>>>>
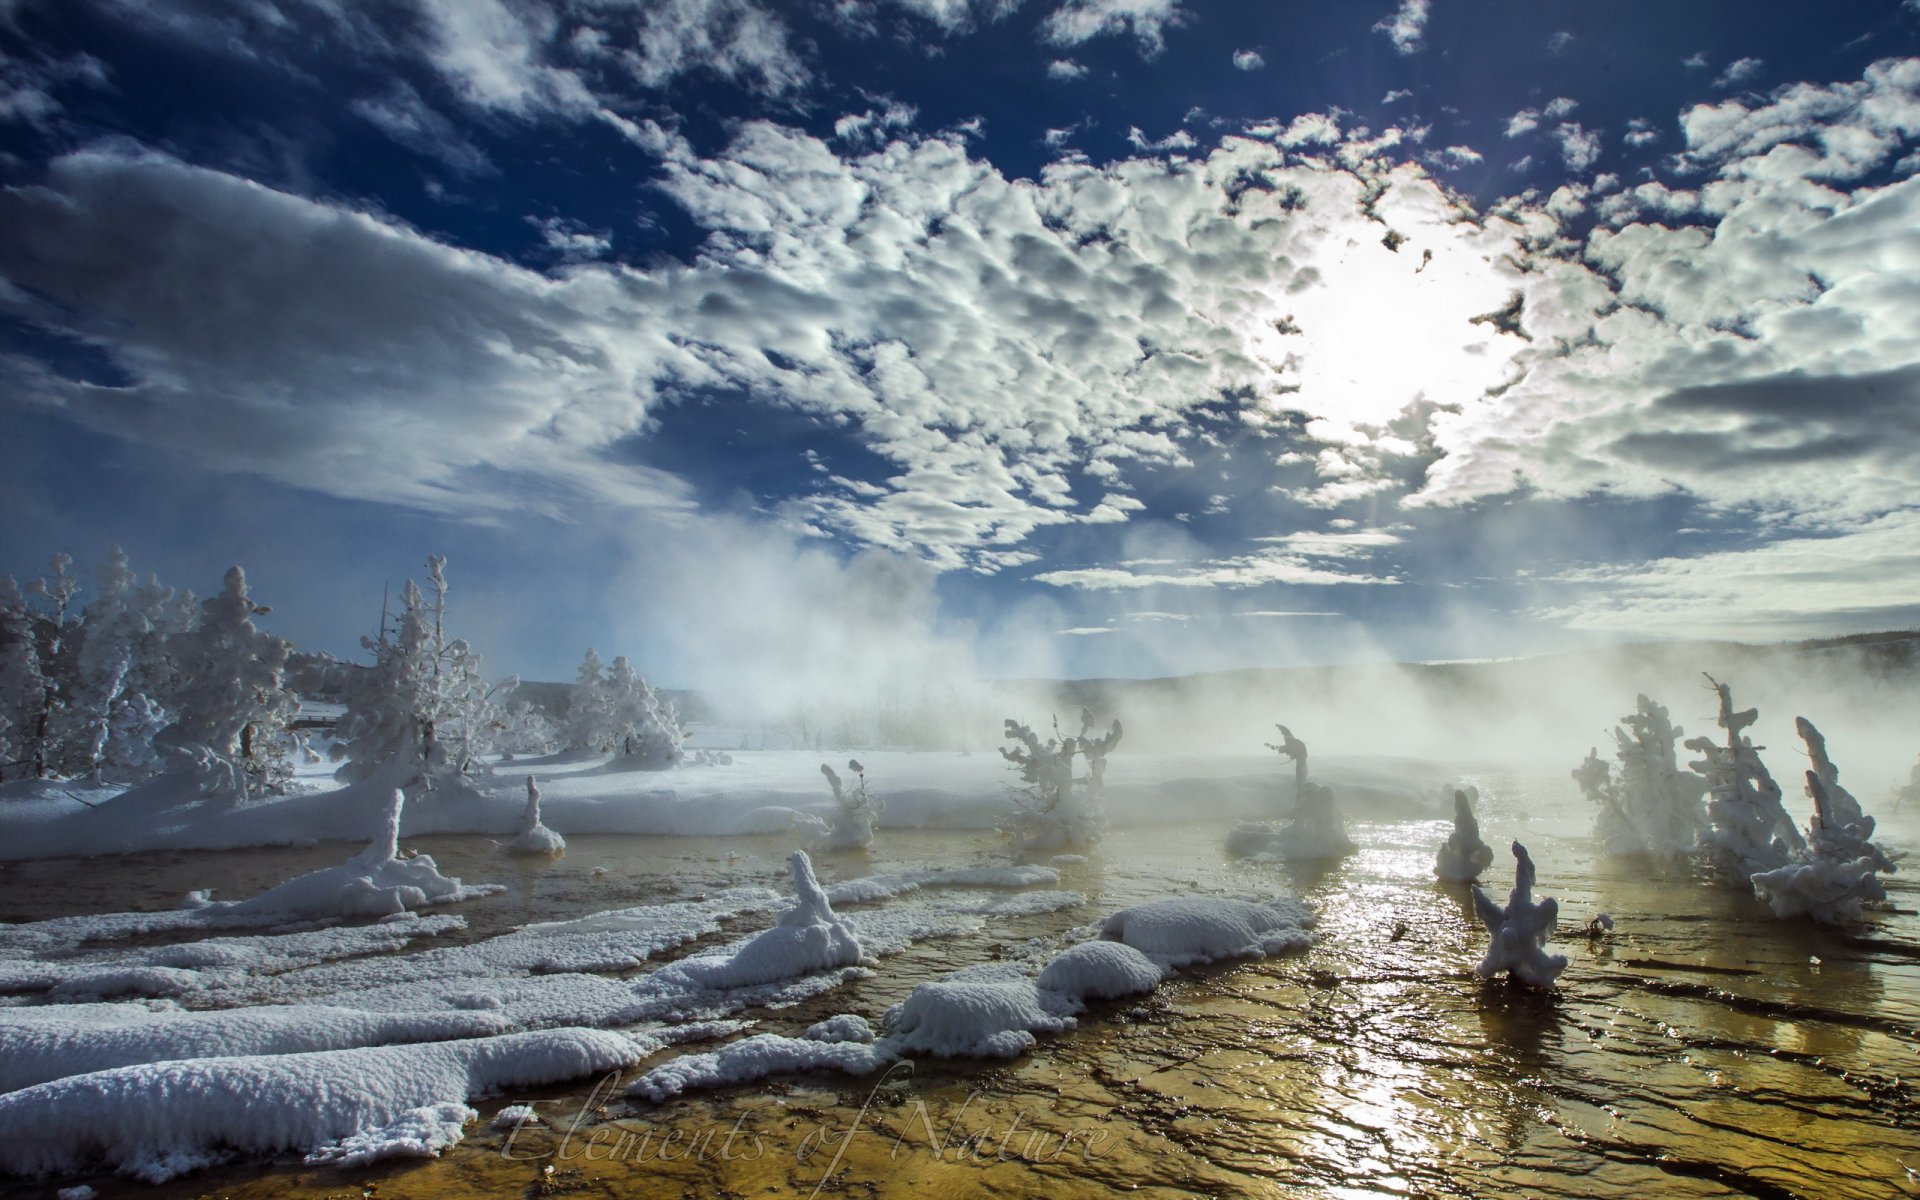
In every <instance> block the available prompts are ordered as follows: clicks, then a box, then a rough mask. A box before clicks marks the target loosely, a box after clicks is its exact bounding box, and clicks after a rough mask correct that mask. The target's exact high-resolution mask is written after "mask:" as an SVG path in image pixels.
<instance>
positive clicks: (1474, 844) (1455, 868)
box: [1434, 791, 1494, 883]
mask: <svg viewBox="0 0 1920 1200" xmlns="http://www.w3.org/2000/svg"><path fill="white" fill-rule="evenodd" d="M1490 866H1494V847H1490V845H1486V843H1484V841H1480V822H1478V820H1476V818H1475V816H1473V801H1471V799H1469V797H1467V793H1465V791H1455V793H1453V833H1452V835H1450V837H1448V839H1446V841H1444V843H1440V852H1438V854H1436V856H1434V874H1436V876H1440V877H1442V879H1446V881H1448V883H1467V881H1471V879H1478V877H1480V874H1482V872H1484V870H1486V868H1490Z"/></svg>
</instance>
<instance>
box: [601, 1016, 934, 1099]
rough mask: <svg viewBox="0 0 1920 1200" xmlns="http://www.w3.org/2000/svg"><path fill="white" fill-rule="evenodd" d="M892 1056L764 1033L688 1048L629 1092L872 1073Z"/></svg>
<<<<
[Exercise goal]
Rewrite all of the data above, replacing every "clicks" with "points" and leaving everything else unchanged. Leave the picture out.

[Expected output]
In every <instance> block the available prompts are ordered as follows: points, then a box, then a rough mask. A box before points marks the target loosely, a box after points is its exact bounding box, and points after a rough mask correct that mask. The target's exact high-resolution mask is written after "mask:" as an SVG path in image pixels.
<instance>
positive points: (1474, 844) (1455, 868)
box: [1434, 791, 1494, 883]
mask: <svg viewBox="0 0 1920 1200" xmlns="http://www.w3.org/2000/svg"><path fill="white" fill-rule="evenodd" d="M1490 866H1494V847H1490V845H1486V843H1484V841H1480V822H1478V820H1476V818H1475V816H1473V801H1471V799H1469V797H1467V793H1465V791H1455V793H1453V833H1452V835H1450V837H1448V839H1446V841H1444V843H1440V852H1438V854H1436V856H1434V874H1436V876H1440V877H1442V879H1446V881H1448V883H1467V881H1471V879H1478V877H1480V874H1482V872H1484V870H1486V868H1490Z"/></svg>
</instance>
<instance>
box: [601, 1016, 934, 1099]
rough mask: <svg viewBox="0 0 1920 1200" xmlns="http://www.w3.org/2000/svg"><path fill="white" fill-rule="evenodd" d="M892 1056L764 1033L688 1048L629 1092L872 1073Z"/></svg>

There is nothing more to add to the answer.